Source data:
━━━━━━
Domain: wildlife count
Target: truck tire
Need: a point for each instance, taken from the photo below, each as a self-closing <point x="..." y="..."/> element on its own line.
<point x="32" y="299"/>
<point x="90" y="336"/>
━━━━━━
*EXERCISE BRIEF:*
After reading the data above, print it all again exactly.

*ANSWER FOR THIS EXERCISE:*
Domain: wildlife count
Target: truck tire
Need: a point for each instance, taken from the photo below, each as a self-closing <point x="..." y="..."/> element on its own line.
<point x="32" y="299"/>
<point x="90" y="336"/>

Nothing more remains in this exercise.